Motivation 1: Data compression

  • Start talking about a second type of unsupervised learning problem – dimensionality reduction
    • Why should we look at dimensionality reduction?

Compression

  • Speeds up algorithms
  • Reduces space used by data for them
  • What is dimensionality reduction?
    • So you’ve collected many features – maybe more than you need
      • Can you “simply” your data set in a rational and useful way?
    • Example
      • Redundant data set – different units for same attribute
      • Reduce data to 1D (2D->1D)
        • Example above isn’t a perfect straight line because of round-off error
    • Data redundancy can happen when different teams are working independently
      • Often generates redundant data (especially if you don’t control data collection)
    • Another example
      • Helicopter flying – do a survey of pilots (x1 = skill, x2 = pilot enjoyment) 
        • These features may be highly correlated
        • This correlation can be combined into a single attribute called aptitude (for example)
  • What does dimensionality reduction mean?
    • In our example we plot a line
    • Take exact example and record position on that line
    • So before xwas a 2D feature vector (X and Y dimensions)
    • Now we can represent x1 as a 1D number (Z dimension)
  • So we approximate original examples
    • Allows us to half the amount of storage
    • Gives lossy compression, but an acceptable loss (probably)
      • The loss above comes from the rounding error in the measurement, however
  • Another example 3D -> 2D
    • So here’s our data
    • Maybe all the data lies in one plane 
      • This is sort of hard to explain in 2D graphics, but that plane may be aligned with one of the axis
        • Or or may not…
        • Either way, the plane is a small, a constant 3D space
      • In the diagram below, imagine all our data points are sitting “inside” the blue tray (has a dark blue exterior face and a light blue inside)

※

PROBLEMS
1. In the notes on data compression, what name is suggested for the single attribute that combines pilot skill and pilot enjoyment?
2. Carry on with the notes on data compression, starting right after their final bullet.

A run of rows:
※

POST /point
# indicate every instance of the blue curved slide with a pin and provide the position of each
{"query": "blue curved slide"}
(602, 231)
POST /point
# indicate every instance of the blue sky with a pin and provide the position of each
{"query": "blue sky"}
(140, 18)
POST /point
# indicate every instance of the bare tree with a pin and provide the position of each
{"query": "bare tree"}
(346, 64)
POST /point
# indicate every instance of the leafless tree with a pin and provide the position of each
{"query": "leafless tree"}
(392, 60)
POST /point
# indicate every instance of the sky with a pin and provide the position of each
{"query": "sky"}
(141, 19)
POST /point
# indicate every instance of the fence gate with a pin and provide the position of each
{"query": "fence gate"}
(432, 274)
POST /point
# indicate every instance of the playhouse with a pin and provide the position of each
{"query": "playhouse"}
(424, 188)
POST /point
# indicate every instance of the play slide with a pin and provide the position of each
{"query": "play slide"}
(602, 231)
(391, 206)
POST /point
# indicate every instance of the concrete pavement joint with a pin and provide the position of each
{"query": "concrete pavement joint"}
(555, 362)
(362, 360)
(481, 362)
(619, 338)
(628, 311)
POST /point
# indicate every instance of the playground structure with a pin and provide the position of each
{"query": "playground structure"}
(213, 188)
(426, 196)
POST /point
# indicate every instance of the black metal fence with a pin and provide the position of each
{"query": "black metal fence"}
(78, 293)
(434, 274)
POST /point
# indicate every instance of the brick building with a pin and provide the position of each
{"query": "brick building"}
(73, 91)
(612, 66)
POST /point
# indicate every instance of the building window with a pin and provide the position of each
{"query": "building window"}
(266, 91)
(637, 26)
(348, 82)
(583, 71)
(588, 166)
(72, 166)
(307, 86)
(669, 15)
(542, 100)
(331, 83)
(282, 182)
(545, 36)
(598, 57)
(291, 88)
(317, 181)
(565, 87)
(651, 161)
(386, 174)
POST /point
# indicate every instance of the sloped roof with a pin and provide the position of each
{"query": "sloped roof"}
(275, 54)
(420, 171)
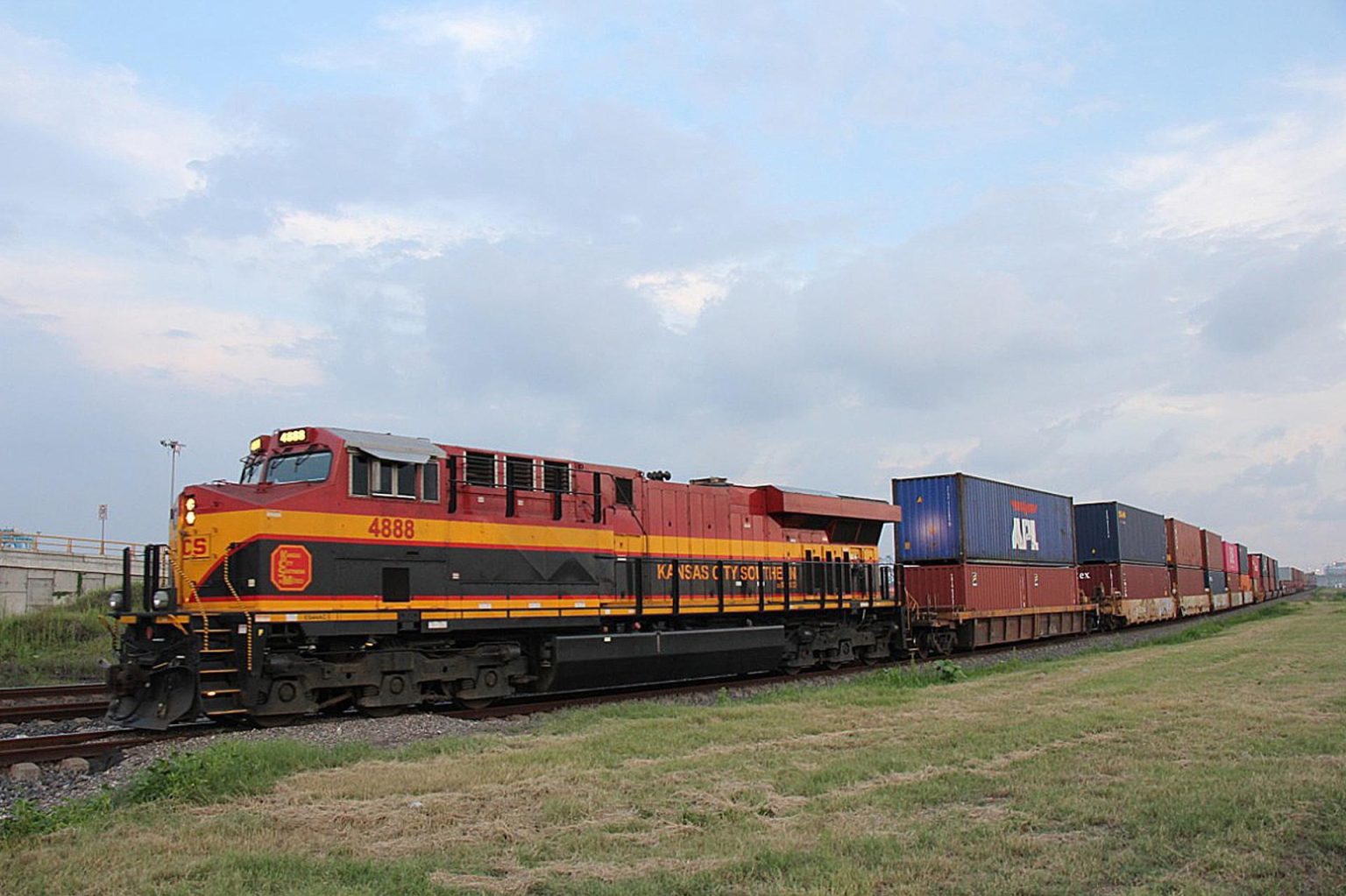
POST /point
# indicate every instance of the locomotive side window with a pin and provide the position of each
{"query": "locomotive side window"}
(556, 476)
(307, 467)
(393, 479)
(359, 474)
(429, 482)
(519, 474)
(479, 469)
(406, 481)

※

IN RESPONSE
1. Aptitude.

2.
      • Because they’re all in this relative shallow area, we can basically ignore one of the dimension, so we draw two new lines (z1 and z2) along the x and y planes of the box, and plot the locations in that box
      • i.e. we loose the data in the z-dimension of our “shallow box” (NB “z-dimensions” here refers to the dimension relative to the box (i.e it’s depth) and NOT the z dimension of the axis we’ve got drawn above) but because the box is shallow it’s OK to lose this. Probably….
    • Plot values along those projections
    • So we’ve now reduced our 3D vector to a 2D vector
  • In reality we’d normally try and do 1000D -> 100D

Motivation 2: Visualization

  • It’s hard to visualize highly dimensional data
    • Dimensionality reduction can improve how we display information in a tractable manner for human consumption
    • Why do we care?
      • Often helps to develop algorithms if we can understand our data better
      • Dimensionality reduction helps us do this, see data in a helpful
      • Good for explaining something to someone if you can “show” it in the data 
  • Example;
    • Collect a large data set about many facts of a country around the world
      • So 
        • x1 = GDP
        • … 
        • x6 = mean household
      • Say we have 50 features per country
      • How can we understand this data better?
        • Very hard to plot 50 dimensional data
    • Using dimensionality reduction, instead of each country being represented by a 50-dimensional feature vector
      • Come up with a different feature representation (z values) which summarize these features
    • This gives us a 2-dimensional vector
      • Reduce 50D -> 2D
      • Plot as a 2D plot
    • Typically you don’t generally ascribe meaning to the new features (so we have to determine what these summary values mean)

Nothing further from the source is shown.